» **WHAT THE TASK REQUIRES**
Report every line of the listing below that contains the string "green", copying each such line in full. Treat the match as case-sensitive.

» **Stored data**
◇ ◇ ◇ ◇
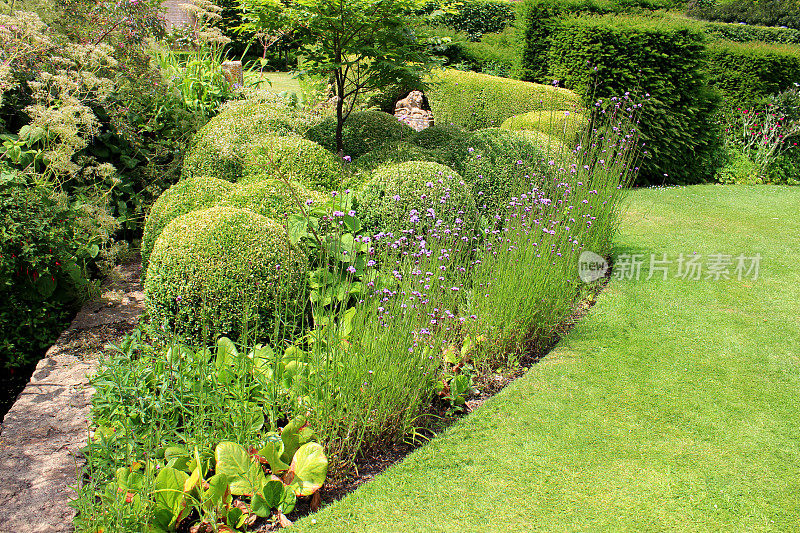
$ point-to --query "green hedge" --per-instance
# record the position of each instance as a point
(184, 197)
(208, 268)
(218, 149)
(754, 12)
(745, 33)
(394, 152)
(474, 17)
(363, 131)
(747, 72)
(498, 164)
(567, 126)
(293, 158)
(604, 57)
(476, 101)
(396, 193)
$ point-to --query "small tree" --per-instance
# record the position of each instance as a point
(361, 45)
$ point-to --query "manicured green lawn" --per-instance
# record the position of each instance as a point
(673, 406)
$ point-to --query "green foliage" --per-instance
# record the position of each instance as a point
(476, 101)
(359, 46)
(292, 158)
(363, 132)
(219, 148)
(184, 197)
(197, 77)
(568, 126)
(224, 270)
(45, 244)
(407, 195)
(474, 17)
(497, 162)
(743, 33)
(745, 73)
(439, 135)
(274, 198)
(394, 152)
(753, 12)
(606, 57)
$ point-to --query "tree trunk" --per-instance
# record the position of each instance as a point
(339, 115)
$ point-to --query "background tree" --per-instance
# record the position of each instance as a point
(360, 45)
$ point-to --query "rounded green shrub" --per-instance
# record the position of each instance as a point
◇ ◇ ◇ ◇
» **EXERCISE OUTPUT**
$ point-to --query "green hedge" --per-instance
$ point-to --query "manicured green lawn" --per-instance
$ point-to --query "green foliage" --per-instance
$ point-to --query "rounded green shrub" --per-instance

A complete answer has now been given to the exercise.